# PAGE EXCERPT
┄┄┄┄┄┄

The first chapter of SuperFreakonomics, and a recent Q&A, addressed the pervasive male-female wage gap, but there does seem to be one subset of women who make more money than their male peers. “In 2008, single, childless women between ages 22 and 30 were earning more than their male counterparts in most U.S. cities, with incomes that were 8% greater on average, according to an analysis of Census Bureau data,” reports the Wall Street Journal. The gap is driven by factors like higher female college graduation rates, the increasing wage premium for college degrees, and disappearing jobs in male-dominated fields. Consistent with earlier findings, the data also indicate that “women tend to see wages stagnate or fall after they have children.” [%comments]

Michael,
That is false. Once you compare people with IDENTICAL backgrounds except for gender, you find income is identical. Look it up, the studies are there.
I believe this may be about the economics of the diminishing number of high status positions. Hypothesis:
The number of high status positions have decreased because of mergers of smaller companies into bigger companies. (Take for example hospitals- 30 years ago most cities had numerous smaller hospitals and now these have been consolidated)
One of the huge savings comes from needing one ceo instead of 10). Males as a group tend to be more status hungry then females and therefore more disruptive in the current environment because there are fewer high status jobs for them to eventually be promoted into. Therefore companies will pay a premium for a non reproducing female because they are less problematic to deal with vs a male and less threatening to those in upper management. See Salpolsky “The Trouble with Testosterone”.
I would imagine that this trend is much more pronounced among minorities.
In response to:
“Also note that women’s dedication to work and desire for career achievements may tend to “stagnate and fall” after having kids. This is often a willful choice on their part.”
This may be true on the part of some very priviliged women, but on the whole, it is the fact that childcare falls disproportionately to women regardless of their job situation or their marriage status that determines this outcome. If a woman is unable to “go the extra mile” by staying late, working off-hours, attending weekend conferences, etc., because of child care concerns, her male OR female counterparts who aren’t “burdened” by these other priorities will certainly shoot ahead of her in promotions and job offers.

┄┄┄┄┄┄

# EXERCISE BRIEF
In the wage-gap post, what factors explain why single, childless women aged 22 to 30 out-earned their male peers? Answer in one to three sentences.

┄┄┄┄┄┄

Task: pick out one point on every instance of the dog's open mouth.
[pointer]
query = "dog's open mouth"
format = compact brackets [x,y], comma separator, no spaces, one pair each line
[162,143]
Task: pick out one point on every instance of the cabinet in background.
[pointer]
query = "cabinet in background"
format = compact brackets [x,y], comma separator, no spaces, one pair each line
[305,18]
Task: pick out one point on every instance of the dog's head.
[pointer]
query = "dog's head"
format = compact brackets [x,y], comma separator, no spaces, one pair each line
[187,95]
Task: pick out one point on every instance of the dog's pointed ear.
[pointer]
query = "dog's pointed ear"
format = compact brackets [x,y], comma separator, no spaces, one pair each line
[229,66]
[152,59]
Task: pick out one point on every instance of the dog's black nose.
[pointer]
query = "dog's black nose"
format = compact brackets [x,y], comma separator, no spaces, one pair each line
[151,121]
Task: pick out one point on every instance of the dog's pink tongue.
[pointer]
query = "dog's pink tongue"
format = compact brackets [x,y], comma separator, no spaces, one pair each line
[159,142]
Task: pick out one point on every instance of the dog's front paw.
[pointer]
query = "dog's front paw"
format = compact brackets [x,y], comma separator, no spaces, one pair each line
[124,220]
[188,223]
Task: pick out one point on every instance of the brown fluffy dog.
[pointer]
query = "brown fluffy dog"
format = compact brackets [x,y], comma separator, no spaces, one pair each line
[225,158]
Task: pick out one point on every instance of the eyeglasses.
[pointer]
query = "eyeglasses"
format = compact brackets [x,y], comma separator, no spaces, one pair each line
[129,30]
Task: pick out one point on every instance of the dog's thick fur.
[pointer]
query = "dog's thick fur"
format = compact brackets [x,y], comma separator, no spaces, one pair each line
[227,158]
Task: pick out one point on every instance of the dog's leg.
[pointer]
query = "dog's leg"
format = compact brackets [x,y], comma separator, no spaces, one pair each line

┄┄┄┄┄┄

# WRITTEN RESPONSE
Women graduate from college at higher rates, and the wage premium for a college degree is rising. Jobs are also disappearing in fields dominated by men.